Dataset rows:
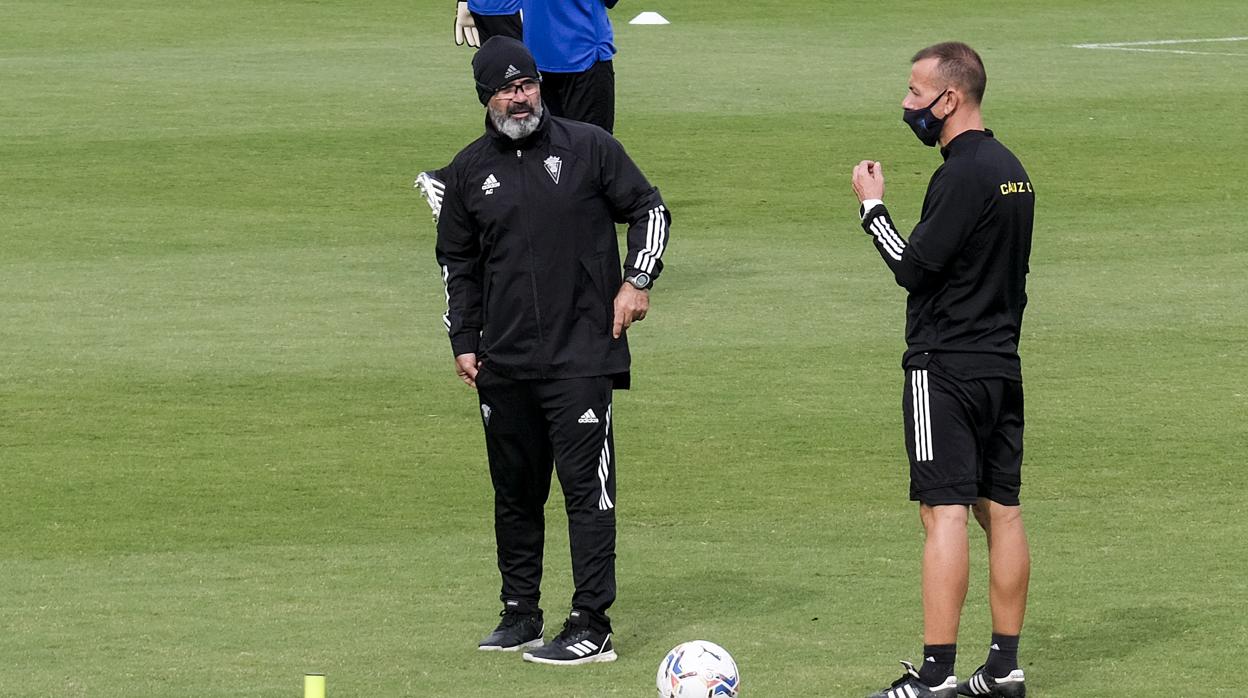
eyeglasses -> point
(511, 91)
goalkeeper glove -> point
(466, 26)
(432, 190)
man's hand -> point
(630, 306)
(869, 180)
(466, 28)
(467, 368)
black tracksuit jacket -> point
(529, 255)
(966, 261)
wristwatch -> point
(640, 281)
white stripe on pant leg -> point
(604, 466)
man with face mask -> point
(965, 269)
(538, 306)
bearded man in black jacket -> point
(538, 306)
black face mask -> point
(924, 122)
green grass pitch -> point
(232, 448)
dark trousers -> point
(587, 96)
(498, 25)
(529, 426)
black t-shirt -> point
(965, 264)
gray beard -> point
(517, 129)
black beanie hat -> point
(498, 61)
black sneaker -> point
(514, 632)
(578, 643)
(980, 683)
(910, 686)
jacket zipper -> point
(533, 271)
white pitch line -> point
(1135, 46)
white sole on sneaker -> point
(531, 644)
(604, 657)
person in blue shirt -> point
(477, 20)
(572, 41)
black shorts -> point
(499, 25)
(587, 96)
(964, 437)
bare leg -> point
(1009, 565)
(946, 568)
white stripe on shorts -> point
(921, 407)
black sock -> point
(1002, 656)
(937, 663)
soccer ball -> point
(698, 669)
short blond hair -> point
(960, 65)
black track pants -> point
(529, 426)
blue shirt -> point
(568, 35)
(492, 8)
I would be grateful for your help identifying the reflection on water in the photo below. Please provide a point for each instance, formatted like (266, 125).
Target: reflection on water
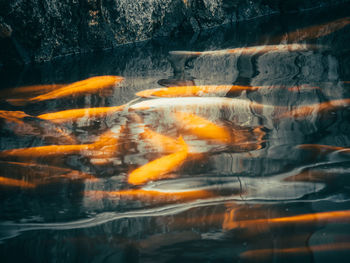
(237, 152)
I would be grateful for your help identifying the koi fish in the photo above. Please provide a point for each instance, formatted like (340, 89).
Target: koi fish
(77, 88)
(29, 91)
(103, 147)
(203, 128)
(324, 149)
(159, 168)
(15, 183)
(41, 173)
(75, 114)
(322, 217)
(248, 50)
(304, 111)
(175, 82)
(152, 195)
(13, 116)
(197, 103)
(317, 31)
(195, 91)
(159, 141)
(260, 254)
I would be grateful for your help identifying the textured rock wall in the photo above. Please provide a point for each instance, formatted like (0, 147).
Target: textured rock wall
(40, 30)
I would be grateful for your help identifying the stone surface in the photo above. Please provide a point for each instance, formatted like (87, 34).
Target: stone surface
(40, 30)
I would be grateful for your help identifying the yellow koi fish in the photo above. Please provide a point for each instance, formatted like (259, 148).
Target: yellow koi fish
(41, 173)
(159, 141)
(75, 114)
(29, 91)
(89, 85)
(159, 168)
(266, 223)
(103, 147)
(248, 50)
(202, 128)
(195, 91)
(304, 111)
(261, 254)
(152, 195)
(316, 31)
(13, 116)
(15, 183)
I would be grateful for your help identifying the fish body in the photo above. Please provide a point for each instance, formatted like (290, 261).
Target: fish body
(248, 50)
(9, 182)
(152, 195)
(13, 116)
(193, 103)
(317, 31)
(86, 86)
(201, 127)
(195, 91)
(159, 168)
(309, 110)
(75, 114)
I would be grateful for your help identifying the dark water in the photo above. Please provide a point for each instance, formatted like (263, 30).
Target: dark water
(255, 175)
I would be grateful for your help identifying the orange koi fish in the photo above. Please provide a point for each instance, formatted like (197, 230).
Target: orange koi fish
(162, 142)
(317, 31)
(103, 147)
(41, 173)
(13, 116)
(159, 168)
(260, 254)
(195, 91)
(324, 148)
(29, 91)
(198, 103)
(304, 111)
(248, 50)
(75, 114)
(322, 217)
(311, 176)
(15, 183)
(152, 195)
(201, 127)
(77, 88)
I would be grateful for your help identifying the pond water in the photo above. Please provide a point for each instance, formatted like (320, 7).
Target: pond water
(232, 145)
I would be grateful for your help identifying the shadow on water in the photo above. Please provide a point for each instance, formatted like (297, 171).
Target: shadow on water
(230, 145)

AIM: Omit the pictures and give the material again, exactly and in full.

SOLUTION FOR THIS EXERCISE:
eyeglasses -> point
(511, 91)
goalkeeper glove -> point
(466, 26)
(432, 190)
man's hand -> point
(630, 306)
(869, 180)
(466, 28)
(467, 368)
black tracksuit jacket -> point
(529, 255)
(966, 261)
wristwatch -> point
(640, 281)
white stripe on pant leg -> point
(604, 466)
man with face mask -> point
(965, 269)
(538, 306)
bearded man in black jacket -> point
(538, 306)
black face mask -> point
(924, 122)
green grass pitch -> point
(232, 448)
dark trousers -> point
(587, 96)
(498, 25)
(529, 426)
black t-shirt -> point
(965, 264)
gray beard -> point
(517, 129)
black beanie hat -> point
(498, 61)
black sneaker -> point
(514, 632)
(578, 643)
(980, 683)
(910, 686)
jacket zipper -> point
(533, 271)
white pitch line -> point
(1135, 46)
white sole on sneaker -> point
(531, 644)
(604, 657)
person in blue shirt -> point
(477, 20)
(572, 41)
black shorts -> point
(499, 25)
(587, 96)
(964, 437)
bare leg -> point
(1009, 565)
(946, 568)
white stripe on shorts -> point
(921, 407)
black sock -> point
(1002, 656)
(937, 663)
soccer ball -> point
(698, 669)
short blond hair -> point
(960, 65)
black track pants -> point
(529, 426)
blue shirt -> point
(568, 35)
(492, 8)
I would be grateful for your help identifying the reflection on water in the photo below. Please provide a point for each instance, formatted like (266, 125).
Target: reflection on water
(237, 152)
I would be grateful for your help identifying the koi fish in the photo above. Please provide a point for each instance, formatted like (340, 89).
Target: koi fish
(77, 88)
(29, 91)
(103, 147)
(203, 128)
(324, 149)
(159, 168)
(15, 183)
(41, 173)
(75, 114)
(322, 217)
(248, 50)
(304, 111)
(175, 82)
(152, 195)
(13, 116)
(197, 103)
(317, 31)
(195, 91)
(159, 141)
(260, 254)
I would be grateful for your help identifying the textured rock wall in the photo above. Please provide a point for each instance, formatted like (0, 147).
Target: textured rock wall
(40, 30)
I would be grateful for your help identifying the stone surface in the photo above. Please provide a point for each instance, formatted like (87, 34).
Target: stone surface
(40, 30)
I would be grateful for your help identifying the yellow koi fish in the photo above. Please provide a point for each instance, formatted like (259, 148).
Target: yellow koi fish
(41, 173)
(159, 141)
(75, 114)
(29, 91)
(89, 85)
(159, 168)
(266, 223)
(103, 147)
(248, 50)
(202, 128)
(195, 91)
(304, 111)
(261, 254)
(152, 195)
(316, 31)
(13, 116)
(15, 183)
I would be grateful for your help identifying the fish body in the photo above. Please provide a point for each instance, formatted like (290, 261).
Target: fish body
(248, 50)
(9, 182)
(152, 195)
(13, 116)
(193, 103)
(317, 31)
(86, 86)
(201, 127)
(195, 91)
(159, 168)
(309, 110)
(75, 114)
I would be grateful for your help identifying the dark water in the photo above. Please provide a point for each instance, formatted like (263, 30).
Target: dark water
(255, 175)
I would be grateful for your help identifying the orange koi fish in the photo above. Please provide a point for each instance, formatted like (197, 230).
Target: orange koi fish
(162, 142)
(317, 31)
(103, 147)
(41, 173)
(13, 116)
(159, 168)
(260, 254)
(195, 91)
(324, 148)
(29, 91)
(198, 103)
(304, 111)
(248, 50)
(75, 114)
(322, 217)
(311, 176)
(15, 183)
(152, 195)
(201, 127)
(77, 88)
I would be grateful for your help identifying the pond water in the photo above. Please provide a point for each instance, formatted like (320, 7).
Target: pond water
(232, 145)
I would be grateful for your help identifying the shadow on water in the photo above. Please provide a point for each instance, formatted like (297, 171).
Target: shadow on water
(230, 145)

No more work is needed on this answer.